§ **任务 A**: 把页面摘录中以含有"关于AAC音频格式基本情况,可参考维基百"的词句开头、到"的都是ADTS格式的音频流。"为止的那一段重新写出，并将其中的"解码"换成"译码"。
########
关于AAC音频格式基本情况,可参考维基百科http://en.wikipedia.org/wiki/Advanced_Audio_Coding
AAC音频格式分析
AAC音频格式有ADIF和ADTS:
ADIF:Audio Data Interchange Format 音频数据交换格式。这种格式的特征是可以确定的找到这个音频数据的开始,不需进行在音频数据流中间开始的解码,即它的解码必须在明确定义的开始处进行。故这种格式常用在磁盘文件中。
ADTS:Audio Data Transport Stream 音频数据传输流。这种格式的特征是它是一个有同步字的比特流,解码可以在这个流中任何位置开始。它的特征类似于mp3数据流格式。
简单说,ADTS可以在任意帧解码,也就是说它每一帧都有头信息。ADIF只有一个统一的头,所以必须得到所有的数据后解码。且这两种的header的格式也是不同的,目前一般编码后的和抽取出的都是ADTS格式的音频流。
语音系统对实时性要求较高,基本是这样一个流程,采集音频数据,本地编码,数据上传,服务器处理,数据下发,本地解码
ADTS是帧序列,本身具备流特征,在音频流的传输与处理方面更加合适。
########
§ **任务 B**: 从下面的记录中选出所有含有字符串"tail"的行，逐行照抄，注意区分大小写。
########
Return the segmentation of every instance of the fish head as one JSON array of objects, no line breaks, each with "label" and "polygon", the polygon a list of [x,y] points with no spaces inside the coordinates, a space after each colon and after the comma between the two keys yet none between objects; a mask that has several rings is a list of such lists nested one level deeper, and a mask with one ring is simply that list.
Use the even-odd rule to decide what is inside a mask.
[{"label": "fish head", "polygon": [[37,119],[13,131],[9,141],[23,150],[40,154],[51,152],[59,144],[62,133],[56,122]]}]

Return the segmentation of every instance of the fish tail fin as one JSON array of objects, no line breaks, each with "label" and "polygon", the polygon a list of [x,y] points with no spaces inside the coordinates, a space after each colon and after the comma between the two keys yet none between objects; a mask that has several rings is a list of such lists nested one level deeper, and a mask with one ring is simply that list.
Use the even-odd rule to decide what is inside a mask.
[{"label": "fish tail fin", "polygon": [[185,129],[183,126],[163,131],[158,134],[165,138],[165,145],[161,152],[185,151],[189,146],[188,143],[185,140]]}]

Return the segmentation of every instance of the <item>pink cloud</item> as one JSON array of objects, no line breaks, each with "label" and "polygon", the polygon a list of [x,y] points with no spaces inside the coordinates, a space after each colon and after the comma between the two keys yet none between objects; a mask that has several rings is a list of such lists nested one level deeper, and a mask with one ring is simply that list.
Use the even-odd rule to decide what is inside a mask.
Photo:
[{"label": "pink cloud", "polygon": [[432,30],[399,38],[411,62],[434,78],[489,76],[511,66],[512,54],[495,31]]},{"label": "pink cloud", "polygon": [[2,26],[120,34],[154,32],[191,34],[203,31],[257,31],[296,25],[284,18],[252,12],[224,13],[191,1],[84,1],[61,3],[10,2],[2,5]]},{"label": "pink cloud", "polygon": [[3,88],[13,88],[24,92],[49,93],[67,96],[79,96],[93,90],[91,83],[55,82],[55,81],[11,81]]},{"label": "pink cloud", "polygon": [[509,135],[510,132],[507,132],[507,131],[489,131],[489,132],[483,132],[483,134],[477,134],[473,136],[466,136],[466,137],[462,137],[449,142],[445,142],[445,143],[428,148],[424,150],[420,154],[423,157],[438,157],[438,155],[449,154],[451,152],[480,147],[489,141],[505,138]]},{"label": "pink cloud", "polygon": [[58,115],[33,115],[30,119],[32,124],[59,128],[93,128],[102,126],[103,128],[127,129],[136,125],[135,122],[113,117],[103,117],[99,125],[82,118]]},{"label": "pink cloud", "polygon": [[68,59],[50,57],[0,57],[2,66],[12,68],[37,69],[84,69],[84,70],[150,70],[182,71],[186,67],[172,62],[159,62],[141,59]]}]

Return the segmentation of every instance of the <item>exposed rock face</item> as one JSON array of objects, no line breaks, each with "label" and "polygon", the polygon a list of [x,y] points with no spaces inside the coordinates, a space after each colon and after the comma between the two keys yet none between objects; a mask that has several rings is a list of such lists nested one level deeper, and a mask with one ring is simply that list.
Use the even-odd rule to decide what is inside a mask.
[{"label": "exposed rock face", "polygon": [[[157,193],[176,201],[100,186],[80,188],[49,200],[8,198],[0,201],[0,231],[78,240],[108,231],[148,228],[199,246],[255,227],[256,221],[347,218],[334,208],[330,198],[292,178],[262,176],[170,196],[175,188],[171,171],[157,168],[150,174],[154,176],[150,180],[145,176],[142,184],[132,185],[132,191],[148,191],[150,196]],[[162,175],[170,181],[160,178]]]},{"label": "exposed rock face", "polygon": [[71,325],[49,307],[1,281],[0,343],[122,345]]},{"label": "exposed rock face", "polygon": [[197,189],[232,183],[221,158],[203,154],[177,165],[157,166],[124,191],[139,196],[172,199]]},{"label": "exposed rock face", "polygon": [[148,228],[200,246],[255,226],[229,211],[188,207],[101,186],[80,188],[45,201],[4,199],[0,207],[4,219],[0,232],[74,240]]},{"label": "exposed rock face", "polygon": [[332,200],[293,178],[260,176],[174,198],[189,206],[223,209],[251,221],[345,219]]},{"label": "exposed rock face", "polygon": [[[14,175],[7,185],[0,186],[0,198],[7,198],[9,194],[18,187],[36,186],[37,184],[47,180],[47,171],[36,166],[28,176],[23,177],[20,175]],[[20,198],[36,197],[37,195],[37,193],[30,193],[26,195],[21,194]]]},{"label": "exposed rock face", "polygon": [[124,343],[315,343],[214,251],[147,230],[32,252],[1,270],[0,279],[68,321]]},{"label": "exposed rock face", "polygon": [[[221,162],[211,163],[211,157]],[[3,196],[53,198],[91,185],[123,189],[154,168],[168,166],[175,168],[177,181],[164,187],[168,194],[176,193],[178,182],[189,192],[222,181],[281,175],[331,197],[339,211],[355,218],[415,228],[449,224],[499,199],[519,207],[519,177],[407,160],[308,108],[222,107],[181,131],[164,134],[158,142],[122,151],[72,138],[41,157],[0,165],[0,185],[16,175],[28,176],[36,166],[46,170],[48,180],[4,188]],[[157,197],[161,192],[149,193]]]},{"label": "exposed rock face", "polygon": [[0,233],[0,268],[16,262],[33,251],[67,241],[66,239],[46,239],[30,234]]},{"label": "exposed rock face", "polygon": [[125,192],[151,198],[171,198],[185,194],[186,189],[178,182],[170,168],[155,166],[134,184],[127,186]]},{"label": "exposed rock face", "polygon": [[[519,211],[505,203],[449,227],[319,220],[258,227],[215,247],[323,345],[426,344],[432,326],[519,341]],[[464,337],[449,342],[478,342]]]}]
########
§ **完整答案 A**:
关于AAC音频格式基本情况,可参考维基百科http://en.wikipedia.org/wiki/Advanced_Audio_Coding
AAC音频格式分析
AAC音频格式有ADIF和ADTS:
ADIF:Audio Data Interchange Format 音频数据交换格式。这种格式的特征是可以确定的找到这个音频数据的开始,不需进行在音频数据流中间开始的译码,即它的译码必须在明确定义的开始处进行。故这种格式常用在磁盘文件中。
ADTS:Audio Data Transport Stream 音频数据传输流。这种格式的特征是它是一个有同步字的比特流,译码可以在这个流中任何位置开始。它的特征类似于mp3数据流格式。
简单说,ADTS可以在任意帧译码,也就是说它每一帧都有头信息。ADIF只有一个统一的头,所以必须得到所有的数据后译码。且这两种的header的格式也是不同的,目前一般编码后的和抽取出的都是ADTS格式的音频流。

§ **完整答案 B**:
Return the segmentation of every instance of the fish tail fin as one JSON array of objects, no line breaks, each with "label" and "polygon", the polygon a list of [x,y] points with no spaces inside the coordinates, a space after each colon and after the comma between the two keys yet none between objects; a mask that has several rings is a list of such lists nested one level deeper, and a mask with one ring is simply that list.
[{"label": "fish tail fin", "polygon": [[185,129],[183,126],[163,131],[158,134],[165,138],[165,145],[161,152],[185,151],[189,146],[188,143],[185,140]]}]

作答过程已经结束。